Text for analysis:
South African Politician
THERE are four policy interventions that President Cyril Ramaphosa can introduce that will go a long way towards tackling the endemic corruption within the government and the African National Congress (ANC).
When I left formal politics last year, I promised myself I would stop publicly pursuing the ANC and its countless and persistent infractions of goodwill and common decency in government. After six years as leader of the official opposition in parliament, it became second nature to use every opportunity to shriek disapproval of the ANC’s track record in government and how its rank failures are directly felt by South Africa and all its people.
It was muscle memory. And it took much intentional “unlearning” to reverse such an uninspiring brand of reactionary politics. Not only does it lack vision, but it requires very little effort. To point out the ANC’s failures is a simple task. It is no innovative political strategy, that is for sure.
That being said, as I witnessed the unfolding corruption scenes within the ANC over the past days, I have had to revisit my new-found approach. Not for myself, not even for the One South Africa Movement, but for South Africa. Looting is not an ANC issue; it affects the people. They must be assured the state is doing something about it.

Problem requirements: Continue the opinion piece on corruption in the ANC, picking up right after its last sentence.

[Point localization data]
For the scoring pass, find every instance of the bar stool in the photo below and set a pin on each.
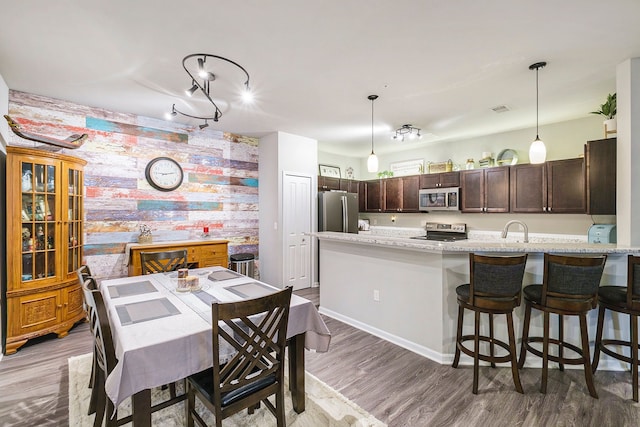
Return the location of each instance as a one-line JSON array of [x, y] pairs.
[[626, 300], [494, 288], [569, 288]]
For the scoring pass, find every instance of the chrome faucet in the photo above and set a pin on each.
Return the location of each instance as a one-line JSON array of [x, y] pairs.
[[505, 230]]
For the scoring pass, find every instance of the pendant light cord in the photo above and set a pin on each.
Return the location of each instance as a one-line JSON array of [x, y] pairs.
[[372, 98], [537, 105], [537, 67]]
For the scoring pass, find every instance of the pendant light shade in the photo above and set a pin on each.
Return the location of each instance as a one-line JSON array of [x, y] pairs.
[[537, 150], [372, 161]]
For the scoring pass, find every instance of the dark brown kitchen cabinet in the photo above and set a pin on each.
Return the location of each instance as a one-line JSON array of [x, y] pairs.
[[600, 169], [326, 183], [565, 186], [401, 194], [437, 180], [349, 185], [553, 187], [373, 196], [485, 190], [528, 192]]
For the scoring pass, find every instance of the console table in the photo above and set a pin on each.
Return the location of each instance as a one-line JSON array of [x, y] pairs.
[[200, 253]]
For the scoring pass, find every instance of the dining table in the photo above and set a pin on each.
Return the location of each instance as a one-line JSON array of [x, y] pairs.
[[162, 332]]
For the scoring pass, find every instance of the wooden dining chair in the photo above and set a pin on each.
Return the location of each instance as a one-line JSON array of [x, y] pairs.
[[569, 288], [161, 262], [87, 281], [249, 339], [106, 362], [494, 288], [621, 299]]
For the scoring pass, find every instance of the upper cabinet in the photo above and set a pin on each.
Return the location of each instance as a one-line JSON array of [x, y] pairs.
[[485, 190], [326, 183], [373, 196], [401, 194], [600, 165], [437, 180], [553, 187]]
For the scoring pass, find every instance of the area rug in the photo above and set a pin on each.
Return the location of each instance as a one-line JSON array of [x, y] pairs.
[[324, 406]]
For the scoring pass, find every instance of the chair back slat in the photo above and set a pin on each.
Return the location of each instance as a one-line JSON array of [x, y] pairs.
[[572, 278], [633, 282], [101, 330], [496, 276], [256, 330], [161, 262]]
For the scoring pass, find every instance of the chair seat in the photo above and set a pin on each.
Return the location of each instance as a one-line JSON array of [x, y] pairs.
[[613, 295], [203, 382]]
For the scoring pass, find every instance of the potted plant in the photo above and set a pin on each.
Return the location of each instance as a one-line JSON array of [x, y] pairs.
[[608, 110]]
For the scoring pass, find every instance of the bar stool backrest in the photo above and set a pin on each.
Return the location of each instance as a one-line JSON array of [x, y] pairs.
[[496, 276], [633, 283], [572, 282]]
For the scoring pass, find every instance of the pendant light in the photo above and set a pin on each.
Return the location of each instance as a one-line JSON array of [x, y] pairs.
[[537, 151], [372, 161]]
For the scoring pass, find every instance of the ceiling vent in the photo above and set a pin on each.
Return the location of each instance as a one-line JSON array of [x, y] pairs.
[[501, 109]]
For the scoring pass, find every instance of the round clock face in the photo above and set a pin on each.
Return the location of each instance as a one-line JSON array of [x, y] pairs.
[[164, 174]]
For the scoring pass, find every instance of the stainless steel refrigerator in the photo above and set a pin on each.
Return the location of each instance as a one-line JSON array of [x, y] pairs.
[[338, 211]]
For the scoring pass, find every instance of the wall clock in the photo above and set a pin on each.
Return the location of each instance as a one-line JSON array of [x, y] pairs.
[[164, 174]]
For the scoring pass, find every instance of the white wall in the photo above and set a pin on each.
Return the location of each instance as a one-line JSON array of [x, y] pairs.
[[563, 140], [281, 152], [343, 162]]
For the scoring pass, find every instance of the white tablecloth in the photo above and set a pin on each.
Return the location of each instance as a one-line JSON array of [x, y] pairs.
[[160, 351]]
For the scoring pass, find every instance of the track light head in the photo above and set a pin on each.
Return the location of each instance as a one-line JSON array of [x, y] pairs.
[[191, 90]]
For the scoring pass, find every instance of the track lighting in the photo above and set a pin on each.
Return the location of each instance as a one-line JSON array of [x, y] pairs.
[[191, 90], [195, 65], [407, 131]]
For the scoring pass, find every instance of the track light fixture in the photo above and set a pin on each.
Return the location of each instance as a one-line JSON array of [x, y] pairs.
[[407, 131], [195, 66]]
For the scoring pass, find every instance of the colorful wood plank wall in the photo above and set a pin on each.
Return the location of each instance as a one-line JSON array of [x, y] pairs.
[[220, 187]]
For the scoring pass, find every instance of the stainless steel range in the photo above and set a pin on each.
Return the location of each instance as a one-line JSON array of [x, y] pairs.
[[444, 232]]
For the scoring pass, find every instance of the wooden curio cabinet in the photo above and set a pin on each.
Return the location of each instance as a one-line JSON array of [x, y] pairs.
[[44, 244]]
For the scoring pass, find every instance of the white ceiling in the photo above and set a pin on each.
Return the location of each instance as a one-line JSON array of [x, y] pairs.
[[439, 65]]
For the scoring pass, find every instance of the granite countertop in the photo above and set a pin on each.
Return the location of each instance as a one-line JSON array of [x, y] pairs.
[[480, 244]]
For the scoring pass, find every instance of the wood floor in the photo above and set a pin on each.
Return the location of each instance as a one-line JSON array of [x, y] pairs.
[[397, 386]]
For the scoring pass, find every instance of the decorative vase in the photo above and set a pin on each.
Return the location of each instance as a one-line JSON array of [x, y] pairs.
[[145, 240]]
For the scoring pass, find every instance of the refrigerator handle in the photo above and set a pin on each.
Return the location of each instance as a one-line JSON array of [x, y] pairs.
[[345, 214]]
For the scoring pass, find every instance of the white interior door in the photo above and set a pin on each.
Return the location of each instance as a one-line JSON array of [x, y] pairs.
[[296, 196]]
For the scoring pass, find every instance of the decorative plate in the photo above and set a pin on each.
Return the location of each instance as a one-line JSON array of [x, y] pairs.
[[507, 157]]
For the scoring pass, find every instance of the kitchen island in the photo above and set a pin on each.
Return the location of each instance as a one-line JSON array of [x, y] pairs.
[[403, 290]]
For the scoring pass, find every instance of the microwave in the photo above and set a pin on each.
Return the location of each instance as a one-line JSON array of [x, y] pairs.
[[439, 199]]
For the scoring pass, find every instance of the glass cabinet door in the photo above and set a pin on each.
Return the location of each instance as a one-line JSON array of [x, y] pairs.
[[38, 187], [74, 220]]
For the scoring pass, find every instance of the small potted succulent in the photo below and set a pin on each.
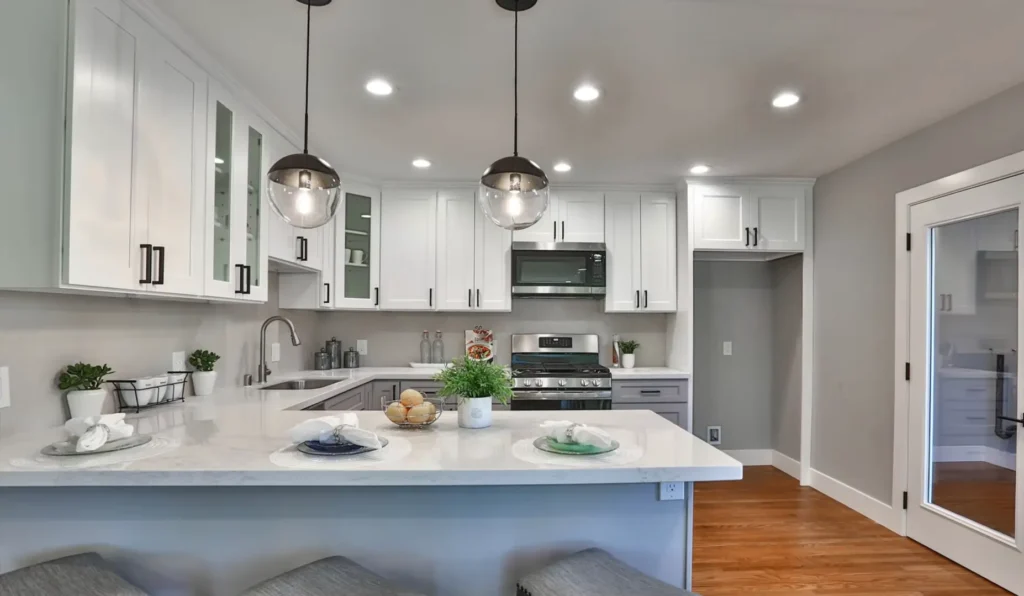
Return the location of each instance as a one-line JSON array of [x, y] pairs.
[[474, 384], [629, 348], [205, 377], [84, 384]]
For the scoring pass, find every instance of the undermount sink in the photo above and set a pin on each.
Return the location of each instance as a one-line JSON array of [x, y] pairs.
[[300, 384]]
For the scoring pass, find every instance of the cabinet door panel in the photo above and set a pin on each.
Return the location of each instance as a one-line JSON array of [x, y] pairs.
[[103, 229], [657, 250], [408, 226], [719, 221], [622, 224], [582, 216], [780, 219], [456, 248], [494, 266]]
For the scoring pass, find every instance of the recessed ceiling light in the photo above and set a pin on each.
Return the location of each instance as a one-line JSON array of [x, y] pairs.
[[379, 87], [785, 99], [587, 93]]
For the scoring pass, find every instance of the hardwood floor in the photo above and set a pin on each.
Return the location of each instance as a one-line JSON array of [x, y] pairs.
[[767, 535]]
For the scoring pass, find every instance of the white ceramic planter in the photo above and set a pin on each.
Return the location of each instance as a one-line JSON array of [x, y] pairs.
[[474, 412], [86, 403], [203, 382]]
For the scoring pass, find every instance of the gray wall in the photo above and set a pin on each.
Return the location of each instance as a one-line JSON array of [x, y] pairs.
[[787, 312], [394, 337], [42, 333], [732, 301], [854, 231]]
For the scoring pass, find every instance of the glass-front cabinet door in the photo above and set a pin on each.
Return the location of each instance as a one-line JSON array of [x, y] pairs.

Response box:
Whenever I think about the topic of corruption, I am reminded of a conversation I had a few years back with my friend and former British prime minister David Cameron. At the time, I was strongly advocating a policy position to “end corruption” in both the public and private sector. When he heard the proposal, a polite and under-the-breath giggle followed. There will always be corruption, he responded. However, it is the frequency of corrupt acts and the extent to which such acts are punished that separates successful countries from struggling ones, he said.
This moment has stuck with me, mainly because it is a brutally honest assessment of realistic policy in action. While I hold the value proposition that we must “end corruption”; as Cameron pointed out, you cannot guarantee this. It is an infinite dream because human beings are fallible. Thus, the finite challenge is rather to guarantee citizens that those who chose to commit acts of corruption will be held accountable and face the full consequence of the law. Approaching corruption in this manner is both realistic and achievable.
Enter the ANC and Ramaphosa. A recent to and fro of open letters between the current president and his predecessor — with corruption at the centre — has refocused the public eye on what is happening in government.
Ramaphosa’s letter denouncing ANC corruption, addressed to ANC members, was as close to an apology as the public will ever get. While there is some value to this “non-apology” apology, suggestions that it offers to solve the problem are dead wrong.
Last weekend, the president made the pre-emptive move of availing himself to the ANC’s Integrity Commission. Internal structures of the ANC are not remedies for public sector corruption. Internal structures neither guarantee objectivity nor ensure legally binding accountability.
South Africa is not expecting Ramaphosa to end corruption within the government and the ANC. Well, at least not yet. What we are expecting is for there to be zero tolerance for corruption, that corrupt politicians are fired and jailed, and in turn that acts of corruption become the exception rather than the norm.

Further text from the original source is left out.